§ **Brief 1**: Retype the passage of the ferumoxytol nanoparticle figure captions between "Fig. 3. In vivo" and "4 per group).", inclusive.
§ **Brief 2**: Write what comes next in the ferumoxytol nanoparticle figure captions, picking up after their final sentence.

** Reading passage follows **

Fig. 1. Electron microscopy and optical fluorescence. (a) TEM micrograph of Ferumoxytol-FITC showing the dispersed iron oxide cores. Scale bars, 50 nm. (b) Optical fluorescence spectra of Ferumoxytol-FITC and Ferumoxytol-FITC-VDA, employing an excitation wavelength of 480 nm, and yielding emission peaks at 521 and 517 nm, respectively.

Fig. 2. Dual-mode nanoparticle properties. (a) Representative axial T₂-weighted scan of phantoms with increasing concentrations of nanoparticles and corresponding T₂ multi-slice multi-echo (MSME) map. (b) Transverse relaxation rate (R₂) as a function of iron concentration for Ferumoxytol (in grey), Ferumoxytol-FITC (in black), and Ferumoxytol-FITC-VDA (in blue). (c) Optical fluorescence map demonstrating increasing fluorescence of FITC-conjugated nanoparticles with increasing iron concentration. (d) Fluorescence intensity as a function of iron concentration for Ferumoxytol-FITC (in black), and Ferumoxytol-FITC-VDA (in blue).

Fig. 3. In vivo magnetic resonance imaging before and after NP injection. (a) Representative axial T₂-weighted MR images of the brain and corresponding color T₂ maps of mice before (0 h) and after (24 h) after intravenous injection of either Ferumoxytol-FITC (50 mgFe per kg) or Ferumoxytol-FITC-VDA (50 mgFe per kg). (b) Mean T₂ relaxation time violin plots of the tumor area from mice injected with either Ferumoxytol-FITC (in black) or Ferumoxytol-FITC-VDA (in blue), before (t = 0 h, dashed lines) and after (t = 24 h, solid lines) NP administration. Significant difference between the two groups was indicated when *P < 0.05 (n = 4 per group).

Fig. 4. In vivo two-photon intravital microscopy of GBM after NP injection. (a) Schematic representation of the excitation laser and detection windows for conjugated iron oxide nanoparticles (SPIONs), in green) and implanted glioblastoma multiforme (GBM, in red), for imaging through two-photon intravital microscopy (IVM). (b) Representative IVM images of implanted brain tumors in mice injected with Ferumoxytol-FITC and Ferumoxytol-FITC-VDA at 24 h after NP administration, showing GBM (in red) and FITC (in green) signals in axial planes and corresponding sagittal planes. Scale bars, 100 μm.

** End of Reading passage **
** Record excerpts follows **

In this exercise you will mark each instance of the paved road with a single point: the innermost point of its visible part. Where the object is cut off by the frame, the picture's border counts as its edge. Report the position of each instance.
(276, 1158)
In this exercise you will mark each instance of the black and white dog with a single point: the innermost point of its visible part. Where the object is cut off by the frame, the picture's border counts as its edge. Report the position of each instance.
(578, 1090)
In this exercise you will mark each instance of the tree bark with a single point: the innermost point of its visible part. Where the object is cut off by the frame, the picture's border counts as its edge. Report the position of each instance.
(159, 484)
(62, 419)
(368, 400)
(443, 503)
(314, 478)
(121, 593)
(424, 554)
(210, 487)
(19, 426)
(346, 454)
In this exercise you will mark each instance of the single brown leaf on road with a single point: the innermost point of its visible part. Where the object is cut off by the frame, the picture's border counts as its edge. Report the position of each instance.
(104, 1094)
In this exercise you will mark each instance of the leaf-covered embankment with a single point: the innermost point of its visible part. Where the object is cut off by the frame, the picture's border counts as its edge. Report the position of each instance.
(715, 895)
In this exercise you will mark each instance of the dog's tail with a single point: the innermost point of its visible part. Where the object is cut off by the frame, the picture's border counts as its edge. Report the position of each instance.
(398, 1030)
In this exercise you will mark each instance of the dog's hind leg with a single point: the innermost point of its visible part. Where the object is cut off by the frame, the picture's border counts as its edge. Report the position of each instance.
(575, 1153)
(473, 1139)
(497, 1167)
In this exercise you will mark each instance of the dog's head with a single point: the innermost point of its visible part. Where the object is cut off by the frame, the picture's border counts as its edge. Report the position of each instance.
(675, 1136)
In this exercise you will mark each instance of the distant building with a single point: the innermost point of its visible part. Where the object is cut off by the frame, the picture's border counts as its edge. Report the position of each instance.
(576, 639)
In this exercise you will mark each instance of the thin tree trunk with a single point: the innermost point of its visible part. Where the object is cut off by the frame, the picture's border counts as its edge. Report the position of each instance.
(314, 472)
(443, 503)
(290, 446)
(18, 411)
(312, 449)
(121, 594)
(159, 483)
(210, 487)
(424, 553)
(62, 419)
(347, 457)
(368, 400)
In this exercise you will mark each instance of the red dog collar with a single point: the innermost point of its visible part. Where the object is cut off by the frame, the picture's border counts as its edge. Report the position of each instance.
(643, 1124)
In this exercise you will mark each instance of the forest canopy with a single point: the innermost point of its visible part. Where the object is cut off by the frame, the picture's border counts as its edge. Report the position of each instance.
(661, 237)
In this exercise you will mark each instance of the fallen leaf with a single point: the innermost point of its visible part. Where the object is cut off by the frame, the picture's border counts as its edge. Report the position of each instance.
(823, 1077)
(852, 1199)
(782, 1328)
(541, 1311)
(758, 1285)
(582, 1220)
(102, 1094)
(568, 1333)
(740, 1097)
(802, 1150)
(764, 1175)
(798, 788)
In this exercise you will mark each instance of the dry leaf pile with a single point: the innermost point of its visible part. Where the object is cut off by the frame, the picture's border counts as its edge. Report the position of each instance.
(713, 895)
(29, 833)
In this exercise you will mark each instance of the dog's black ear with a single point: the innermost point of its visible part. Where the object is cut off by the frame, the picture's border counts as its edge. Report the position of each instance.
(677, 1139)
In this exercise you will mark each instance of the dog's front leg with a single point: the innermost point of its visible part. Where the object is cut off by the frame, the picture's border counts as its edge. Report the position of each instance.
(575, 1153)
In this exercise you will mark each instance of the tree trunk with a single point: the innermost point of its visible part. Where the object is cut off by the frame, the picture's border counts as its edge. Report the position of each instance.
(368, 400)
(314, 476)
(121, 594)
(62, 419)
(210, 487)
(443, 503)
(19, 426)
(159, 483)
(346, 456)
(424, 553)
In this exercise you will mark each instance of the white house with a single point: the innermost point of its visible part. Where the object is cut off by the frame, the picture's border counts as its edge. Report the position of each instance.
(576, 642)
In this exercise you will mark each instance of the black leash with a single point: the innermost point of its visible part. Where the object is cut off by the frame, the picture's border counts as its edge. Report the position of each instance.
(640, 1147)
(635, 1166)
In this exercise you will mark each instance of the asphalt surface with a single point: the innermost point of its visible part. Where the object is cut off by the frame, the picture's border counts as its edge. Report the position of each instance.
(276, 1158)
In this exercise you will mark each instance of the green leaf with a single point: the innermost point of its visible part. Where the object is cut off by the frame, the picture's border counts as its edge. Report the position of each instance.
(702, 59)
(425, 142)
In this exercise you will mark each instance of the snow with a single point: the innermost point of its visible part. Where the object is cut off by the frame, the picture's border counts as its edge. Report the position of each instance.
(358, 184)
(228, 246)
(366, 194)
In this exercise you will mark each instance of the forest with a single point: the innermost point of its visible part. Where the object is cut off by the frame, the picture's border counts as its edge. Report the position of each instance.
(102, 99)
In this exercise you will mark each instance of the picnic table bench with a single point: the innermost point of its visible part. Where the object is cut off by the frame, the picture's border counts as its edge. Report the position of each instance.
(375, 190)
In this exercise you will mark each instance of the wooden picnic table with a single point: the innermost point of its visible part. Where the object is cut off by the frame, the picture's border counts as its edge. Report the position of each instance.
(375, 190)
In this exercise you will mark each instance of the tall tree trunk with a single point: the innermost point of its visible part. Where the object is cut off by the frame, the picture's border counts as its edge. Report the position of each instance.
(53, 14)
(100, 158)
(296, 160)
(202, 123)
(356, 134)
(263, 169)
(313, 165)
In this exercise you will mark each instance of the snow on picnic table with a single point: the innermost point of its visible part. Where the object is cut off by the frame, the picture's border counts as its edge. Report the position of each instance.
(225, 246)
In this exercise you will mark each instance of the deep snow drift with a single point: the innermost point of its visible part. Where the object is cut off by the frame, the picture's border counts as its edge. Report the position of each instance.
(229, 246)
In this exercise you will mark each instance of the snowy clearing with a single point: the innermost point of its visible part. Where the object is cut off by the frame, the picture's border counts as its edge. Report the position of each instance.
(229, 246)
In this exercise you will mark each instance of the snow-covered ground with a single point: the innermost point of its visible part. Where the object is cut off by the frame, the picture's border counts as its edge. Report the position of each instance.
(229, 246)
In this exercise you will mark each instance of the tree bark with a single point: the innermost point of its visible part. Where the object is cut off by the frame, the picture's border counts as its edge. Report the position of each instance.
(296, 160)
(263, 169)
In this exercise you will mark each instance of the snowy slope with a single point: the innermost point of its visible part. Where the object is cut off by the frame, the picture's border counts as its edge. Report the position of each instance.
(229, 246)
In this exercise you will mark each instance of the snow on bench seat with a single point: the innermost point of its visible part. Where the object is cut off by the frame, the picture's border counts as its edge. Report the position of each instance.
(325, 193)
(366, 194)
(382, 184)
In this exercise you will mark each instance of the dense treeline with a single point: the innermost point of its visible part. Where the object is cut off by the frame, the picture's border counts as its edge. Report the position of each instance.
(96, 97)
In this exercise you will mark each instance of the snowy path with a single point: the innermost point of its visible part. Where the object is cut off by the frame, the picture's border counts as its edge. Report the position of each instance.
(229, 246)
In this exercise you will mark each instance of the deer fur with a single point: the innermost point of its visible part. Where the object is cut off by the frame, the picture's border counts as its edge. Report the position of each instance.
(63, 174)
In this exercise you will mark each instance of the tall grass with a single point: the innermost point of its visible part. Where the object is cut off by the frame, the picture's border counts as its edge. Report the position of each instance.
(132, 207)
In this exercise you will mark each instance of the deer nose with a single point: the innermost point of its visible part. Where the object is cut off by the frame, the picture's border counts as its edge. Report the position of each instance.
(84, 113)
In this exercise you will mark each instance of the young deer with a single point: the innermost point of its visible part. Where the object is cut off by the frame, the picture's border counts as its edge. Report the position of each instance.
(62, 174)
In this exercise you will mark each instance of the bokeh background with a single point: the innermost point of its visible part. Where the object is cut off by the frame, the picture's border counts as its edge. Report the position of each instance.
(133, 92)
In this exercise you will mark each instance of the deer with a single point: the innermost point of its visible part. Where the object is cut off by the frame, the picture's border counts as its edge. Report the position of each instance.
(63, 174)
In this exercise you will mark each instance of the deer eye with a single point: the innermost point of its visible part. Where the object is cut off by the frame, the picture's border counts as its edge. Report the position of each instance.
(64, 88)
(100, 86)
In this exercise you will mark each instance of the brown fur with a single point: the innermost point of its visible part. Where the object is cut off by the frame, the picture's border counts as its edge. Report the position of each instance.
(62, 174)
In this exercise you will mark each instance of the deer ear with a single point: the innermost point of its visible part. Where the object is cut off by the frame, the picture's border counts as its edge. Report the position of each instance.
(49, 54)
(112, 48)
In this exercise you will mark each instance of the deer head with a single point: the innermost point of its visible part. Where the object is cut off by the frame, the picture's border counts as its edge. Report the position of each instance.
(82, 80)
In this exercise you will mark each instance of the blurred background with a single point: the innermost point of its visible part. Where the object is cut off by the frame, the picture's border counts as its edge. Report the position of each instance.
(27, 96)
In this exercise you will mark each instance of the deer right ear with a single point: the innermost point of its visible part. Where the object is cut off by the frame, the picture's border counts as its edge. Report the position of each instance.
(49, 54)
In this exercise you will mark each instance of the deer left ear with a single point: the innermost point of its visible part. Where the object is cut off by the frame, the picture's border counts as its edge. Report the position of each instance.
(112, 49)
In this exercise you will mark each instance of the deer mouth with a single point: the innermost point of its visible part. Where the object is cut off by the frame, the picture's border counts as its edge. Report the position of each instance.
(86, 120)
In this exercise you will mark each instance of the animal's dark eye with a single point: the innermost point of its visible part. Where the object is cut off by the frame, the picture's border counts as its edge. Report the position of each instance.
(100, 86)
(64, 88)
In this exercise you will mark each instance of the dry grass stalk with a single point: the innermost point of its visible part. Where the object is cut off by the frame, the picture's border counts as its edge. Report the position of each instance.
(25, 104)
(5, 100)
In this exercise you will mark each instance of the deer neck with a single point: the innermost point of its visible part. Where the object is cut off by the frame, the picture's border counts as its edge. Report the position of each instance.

** End of Record excerpts **

§ **Exercise answer 1**:
Fig. 3. In vivo magnetic resonance imaging before and after NP injection. (a) Representative axial T₂-weighted MR images of the brain and corresponding color T₂ maps of mice before (0 h) and after (24 h) after intravenous injection of either Ferumoxytol-FITC (50 mgFe per kg) or Ferumoxytol-FITC-VDA (50 mgFe per kg). (b) Mean T₂ relaxation time violin plots of the tumor area from mice injected with either Ferumoxytol-FITC (in black) or Ferumoxytol-FITC-VDA (in blue), before (t = 0 h, dashed lines) and after (t = 24 h, solid lines) NP administration. Significant difference between the two groups was indicated when *P < 0.05 (n = 4 per group).

§ **Exercise answer 2**:
Fig. 5. Nanoparticle extravasation and multiscale imaging correlation. (a) Boxplot of fluorescence spatial decay rate of Ferumoxytol-FITC (in grey) and Ferumoxytol-FITC-VDA (in blue). Significant difference between the two groups was indicated when *P < 0.05 (n = 4 per group). (b) Correlation scatter plot between spatial decay rate and T₂ relaxation time for mice administered with Ferumoxytol-FITC (in black) and Ferumoxytol-FITC-VDA (in blue). Experimental points (±SD) were fitted with a linear regression (dashed red line, R² = 0.84).

Fig. 6. Histopathology analysis. (a) CD31 staining (in brown) of mouse brain tumor tissue following injection with Ferumoxytol-FITC or Ferumoxytol-FITC-VDA, highlighting signs of vessel collapse (black arrows). Scale bars, 200 μm. (b) Optical fluorescence analysis of FITC signal from tumor tissue slides of mice injected with Ferumoxytol-FITC or Ferumoxytol-FITC-VDA. Scale bars, 200 μm. (c) Normalized intensity (±SD) bar plot comparing Ferumoxytol-FITC and Ferumoxytol-FITC-VDA. Significant difference between the two groups was indicated when **P < 0.005.

Fig. 7. Study concept. (a) Stereotactic implantation of C6 glioblastoma cells into the right brain hemisphere and surgical implantation of a cranial glass window above the tumor implantation site. (b) Baseline pre-contrast imaging with magnetic resonance imaging (MRI). (c) Nanoparticle administration via intravenous injection. (d) In vivo post-contrast MRI. (e) Post-contrast two-photon intravital microscopy.